* _Tarefa obrigatória_
Reescreva o trecho da entrevista sobre política habitacional abaixo que começa em "Betânia: A situação" e termina em "relação a isso.", trocando "assistência social" por "proteção social".

* _Trecho fornecido_
Betânia: De maneira geral, o RS tem índices um pouco menores de irregularidades. A gente chega a ter alguns lugares no Brasil com 60% da cidade produzida de maneira irregular. É o caso de Recife. No caso do RS, a gente deve estar girando entre 25% e 30% do estoque habitacional produzido de maneira irregular. Então, a nossa situação não é a pior de todas, mas é muito falso dizer que o Brasil tem na Região Sul uma Europa, nenhum tipo de problema. A gente tem muito problema, e as nossas políticas habitacionais têm falhado muito em atender adequadamente às necessidades habitacionais da população de baixa renda. Acho que, sobretudo, isso tem a ver com uma questão mais ampla, que é também uma falha na política urbana. A política habitacional tem que ser entendida de forma articulada com a política urbana. O Brasil não tem uma política adequada em relação aos vazios urbanos, os proprietários continuam exercendo seu direito de propriedade como se estivessem no Século 19, como se pudessem fazer o que entendessem. O poder público tem um papel no sentido de garantir a função social da propriedade, não no sentido filosófico, mas no sentido de que a população de baixa renda tem direito a ter moradia. Então, exercer o direito de propriedade, retendo especulativamente um vazio urbano numa área bem servida de infraestrutura é exercer esse poder de maneira abusiva. O poder público deveria ter uma aplicação daqueles instrumentos que a Constituição Federal previu, notificar esses proprietários para parcelar ou edificar de forma compulsória, aplicar o IPTU de forma progressiva no tempo se o proprietário não der um adequado aproveitamento à terra e, finalmente, desapropriar com pagamento e títulos da dívida pública.
Pioneiro: Sobre moradores de rua, como o poder público pode lidar com essa questão?
Betânia: A situação do morador de rua envolve duas questões: uma parte dessa população realmente é vítima de uma falta de política habitacional. Mas a população de rua envolve também o problema de saúde e assistência social. Uma boa parte está em situação de exclusão social mesmo, se degradou, se envolveu com drogas e acabou não sendo mais aceita no núcleo familiar, então, também envolve a assistência social. Não é minha área, mas nesses estudos se vê que boa parte dessa população sequer deseja sair da rua. É um problema supercomplexo, mas, efetivamente, uma parte dessa população poderia ser atendida por programas habitacionais que tivessem um olhar para essa situação de vulnerabilidade, mas a gente não consegue nem ter programas para a população de baixa renda e que até tem uma certa capacidade de pagamento. O Brasil está bem atrasado em relação a isso.

* _Linhas brutas_

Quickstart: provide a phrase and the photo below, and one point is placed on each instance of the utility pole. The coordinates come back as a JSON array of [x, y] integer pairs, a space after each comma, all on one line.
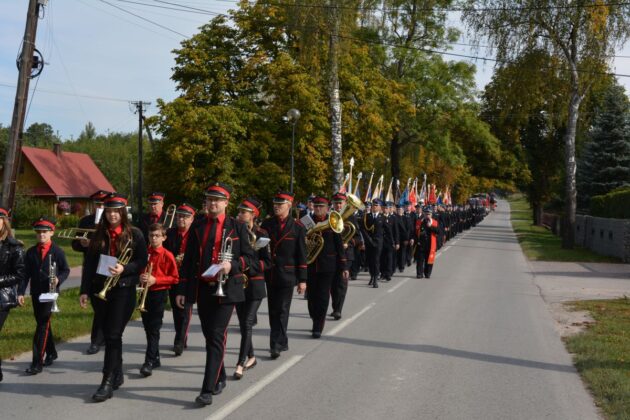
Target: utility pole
[[140, 109], [25, 65]]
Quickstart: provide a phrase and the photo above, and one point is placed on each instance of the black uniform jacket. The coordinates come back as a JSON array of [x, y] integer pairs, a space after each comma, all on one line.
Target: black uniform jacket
[[372, 229], [37, 270], [256, 288], [11, 271], [193, 265], [288, 252], [93, 283]]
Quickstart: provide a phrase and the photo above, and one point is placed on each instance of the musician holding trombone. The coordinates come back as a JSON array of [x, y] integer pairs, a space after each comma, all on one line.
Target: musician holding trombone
[[217, 254], [46, 268], [117, 292]]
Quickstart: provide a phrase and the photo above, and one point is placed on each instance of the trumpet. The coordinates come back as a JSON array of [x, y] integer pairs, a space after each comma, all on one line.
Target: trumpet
[[225, 255], [75, 233], [112, 281], [145, 291]]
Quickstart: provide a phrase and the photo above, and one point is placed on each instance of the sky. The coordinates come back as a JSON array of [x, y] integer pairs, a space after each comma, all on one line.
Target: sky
[[99, 57]]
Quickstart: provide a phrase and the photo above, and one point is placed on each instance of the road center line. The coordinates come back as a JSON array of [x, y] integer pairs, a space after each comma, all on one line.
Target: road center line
[[255, 389]]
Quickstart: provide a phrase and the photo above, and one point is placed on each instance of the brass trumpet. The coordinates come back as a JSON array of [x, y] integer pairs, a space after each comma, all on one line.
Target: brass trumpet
[[112, 281], [75, 233], [145, 291]]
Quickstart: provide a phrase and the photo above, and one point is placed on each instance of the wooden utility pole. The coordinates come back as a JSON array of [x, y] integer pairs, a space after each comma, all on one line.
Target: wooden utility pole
[[19, 109]]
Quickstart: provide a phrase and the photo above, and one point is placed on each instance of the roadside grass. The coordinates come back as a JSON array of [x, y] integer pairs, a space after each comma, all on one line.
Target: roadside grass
[[602, 354], [17, 334], [539, 244], [28, 237]]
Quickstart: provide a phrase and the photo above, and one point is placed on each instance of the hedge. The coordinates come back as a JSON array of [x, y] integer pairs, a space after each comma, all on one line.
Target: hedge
[[615, 204]]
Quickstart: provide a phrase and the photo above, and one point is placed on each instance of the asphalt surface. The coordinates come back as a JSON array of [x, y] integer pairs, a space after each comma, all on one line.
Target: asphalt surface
[[476, 341]]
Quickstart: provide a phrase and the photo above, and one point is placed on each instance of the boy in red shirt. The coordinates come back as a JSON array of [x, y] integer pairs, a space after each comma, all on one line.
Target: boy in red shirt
[[160, 275]]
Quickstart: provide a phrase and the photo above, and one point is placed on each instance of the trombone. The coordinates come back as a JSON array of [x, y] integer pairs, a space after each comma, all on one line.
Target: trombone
[[112, 281]]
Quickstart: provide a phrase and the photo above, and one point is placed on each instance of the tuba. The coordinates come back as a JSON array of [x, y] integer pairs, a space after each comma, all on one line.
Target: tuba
[[314, 238], [353, 203]]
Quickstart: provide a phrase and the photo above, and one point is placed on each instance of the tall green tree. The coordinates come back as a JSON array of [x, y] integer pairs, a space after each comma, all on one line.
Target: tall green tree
[[581, 34]]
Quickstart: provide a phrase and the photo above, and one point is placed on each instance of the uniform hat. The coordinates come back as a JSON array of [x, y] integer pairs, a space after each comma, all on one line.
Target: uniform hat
[[283, 197], [321, 201], [99, 196], [44, 223], [219, 190], [115, 201], [339, 196], [251, 204], [156, 197], [186, 209]]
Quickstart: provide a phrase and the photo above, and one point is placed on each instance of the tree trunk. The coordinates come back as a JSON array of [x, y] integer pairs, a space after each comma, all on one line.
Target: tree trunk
[[570, 199], [334, 100]]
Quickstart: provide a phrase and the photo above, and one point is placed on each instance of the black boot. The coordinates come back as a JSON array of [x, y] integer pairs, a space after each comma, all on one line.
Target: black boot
[[106, 390]]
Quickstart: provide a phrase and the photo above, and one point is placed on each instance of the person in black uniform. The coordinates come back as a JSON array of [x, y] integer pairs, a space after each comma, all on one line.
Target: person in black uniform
[[372, 231], [37, 263], [11, 269], [255, 292], [176, 241], [339, 287], [288, 268], [390, 242], [203, 251], [156, 213], [321, 272], [115, 237], [97, 338]]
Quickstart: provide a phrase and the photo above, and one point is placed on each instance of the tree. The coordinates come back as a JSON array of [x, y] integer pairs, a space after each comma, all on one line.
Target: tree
[[581, 34], [605, 163]]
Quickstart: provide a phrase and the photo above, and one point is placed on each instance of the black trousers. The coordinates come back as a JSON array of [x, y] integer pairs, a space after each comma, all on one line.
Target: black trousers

* _Resposta do exercício_
Betânia: A situação do morador de rua envolve duas questões: uma parte dessa população realmente é vítima de uma falta de política habitacional. Mas a população de rua envolve também o problema de saúde e proteção social. Uma boa parte está em situação de exclusão social mesmo, se degradou, se envolveu com drogas e acabou não sendo mais aceita no núcleo familiar, então, também envolve a proteção social. Não é minha área, mas nesses estudos se vê que boa parte dessa população sequer deseja sair da rua. É um problema supercomplexo, mas, efetivamente, uma parte dessa população poderia ser atendida por programas habitacionais que tivessem um olhar para essa situação de vulnerabilidade, mas a gente não consegue nem ter programas para a população de baixa renda e que até tem uma certa capacidade de pagamento. O Brasil está bem atrasado em relação a isso.